What you have to do: Lay out the data below as a two-column CSV headed "text" and "points": one row for each line starting with "Expected:", with that line in "text" and the coordinates under it in "points". Put each field in quotes, turn line breaks into spaces, and leave out the pictures.
>> Start Entries supplied
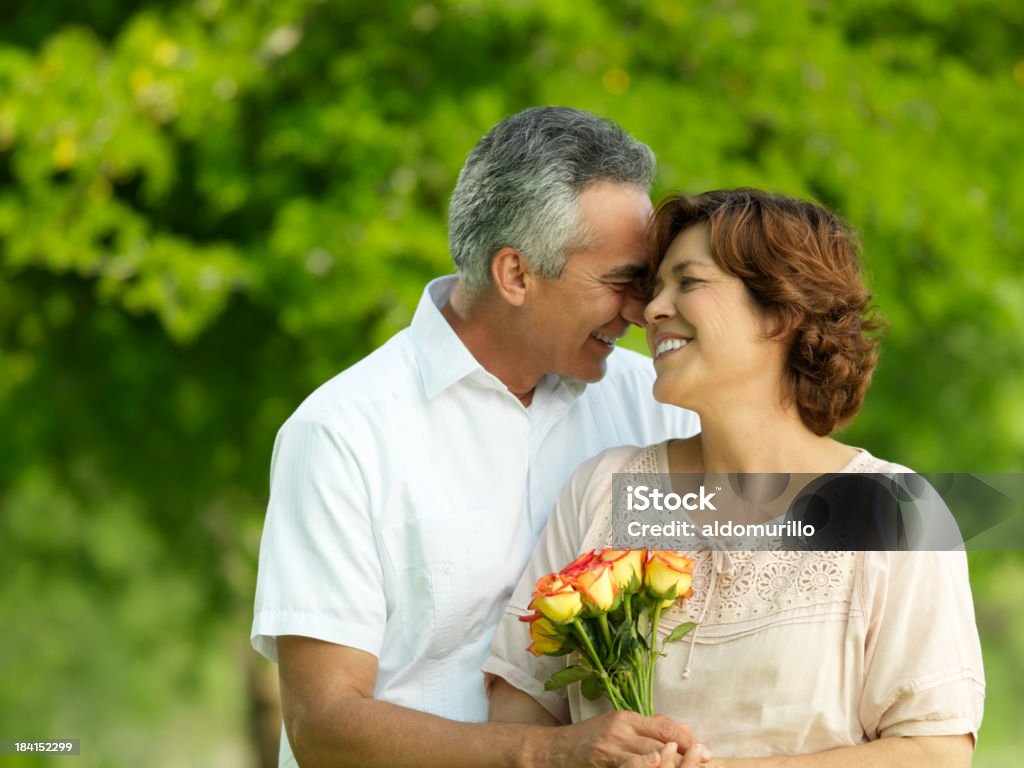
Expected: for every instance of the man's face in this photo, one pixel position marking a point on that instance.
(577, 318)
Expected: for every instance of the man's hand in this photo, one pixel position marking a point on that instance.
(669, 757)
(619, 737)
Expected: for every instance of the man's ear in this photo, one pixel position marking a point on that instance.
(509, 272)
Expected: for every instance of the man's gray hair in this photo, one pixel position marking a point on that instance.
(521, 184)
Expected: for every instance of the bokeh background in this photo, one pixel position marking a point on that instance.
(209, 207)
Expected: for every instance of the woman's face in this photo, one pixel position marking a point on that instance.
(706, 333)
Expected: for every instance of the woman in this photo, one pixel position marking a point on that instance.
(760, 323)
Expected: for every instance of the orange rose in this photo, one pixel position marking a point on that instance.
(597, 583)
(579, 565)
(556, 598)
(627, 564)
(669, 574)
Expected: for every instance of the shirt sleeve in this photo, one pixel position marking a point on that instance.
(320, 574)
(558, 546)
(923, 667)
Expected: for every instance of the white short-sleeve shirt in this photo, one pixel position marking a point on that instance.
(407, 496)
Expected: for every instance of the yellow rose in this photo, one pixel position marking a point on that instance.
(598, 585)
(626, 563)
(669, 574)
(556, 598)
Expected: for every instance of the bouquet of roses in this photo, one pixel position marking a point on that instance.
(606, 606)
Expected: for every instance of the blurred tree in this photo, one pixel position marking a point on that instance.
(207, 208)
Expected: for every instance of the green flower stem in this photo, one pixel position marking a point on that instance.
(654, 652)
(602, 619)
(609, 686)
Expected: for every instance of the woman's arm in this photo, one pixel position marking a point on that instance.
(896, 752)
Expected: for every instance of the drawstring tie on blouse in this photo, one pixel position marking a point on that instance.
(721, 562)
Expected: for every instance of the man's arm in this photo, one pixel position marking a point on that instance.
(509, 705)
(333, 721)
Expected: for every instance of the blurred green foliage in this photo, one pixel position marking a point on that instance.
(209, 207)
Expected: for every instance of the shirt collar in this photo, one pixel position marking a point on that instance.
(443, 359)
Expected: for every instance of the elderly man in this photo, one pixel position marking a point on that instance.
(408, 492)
>> End Entries supplied
Correct answer:
text,points
"Expected: for every instance of the man's face in this photo, one pixel position marking a point on that instance.","(577, 318)"
"Expected: for every instance of the man's hand in this photo, one pixel position marking a point on that instance.","(669, 757) (619, 737)"
"Expected: for every instance of the man's ear in this photo, one pixel position marking a point on that instance.","(509, 272)"
"Expected: for every instance of the man's gray hair in this photo, one pixel position marking a point on that instance.","(521, 184)"
"Expected: for every instance of the bokeh background in this photo, one pixel position marking a point on that instance.","(209, 207)"
"Expected: for every instance of the woman's face in this photo, one pixel position marking a point on that instance.","(706, 333)"
"Expected: for every instance of the woman in this photo, one pixel position marking a point on that instance.","(760, 323)"
"Expected: for every instance of the orange rose in this photo, one pixel position marking a point on that instance.","(597, 583) (579, 565) (556, 598) (627, 564) (669, 574)"
"Expected: for every instance of the shirt sleeve in this photo, one pixel position marking a point on that instance.","(320, 574) (558, 546) (923, 667)"
"Expected: for every instance of the white short-sleeve shirt in this photo, one pixel position marking a point on that instance.","(407, 496)"
"Expected: for every instance of the yellow rose in this photo, one pixel position marking a point on that instance.","(598, 585) (626, 563) (669, 574) (556, 598)"
"Expected: for every instance of the bouquet of roses in this photo, one pixel position marking a point on that instance.","(606, 606)"
"Expected: for every instance of the blurred tree in this photo, one pixel position marking a point on that instance.","(207, 208)"
"Expected: for every instance of the green flower stem in this photo, one pixel position marking a point on that instance.","(654, 652) (602, 619) (609, 686)"
"Expected: for every instance of the woman's arm in this photo, one pixel position marking a point on that instance.","(896, 752)"
"Expected: for every instance of the drawstring tie on blouse in this photo, one pixel position marking a point on that instance.","(721, 562)"
"Expected: for every instance of the man's arm in this photo, one pixel position marking a point on that instance.","(509, 705) (333, 721)"
"Expected: for every instance of the blurred green foliage in this photo, one pixel position marking a point on that instance.","(209, 207)"
"Expected: for every instance of the shirt collar in this photo, one pixel position marking a point on that instance.","(443, 359)"
"Expected: for every instance of the elderly man in this photo, one pixel position marking a point on that instance.","(408, 492)"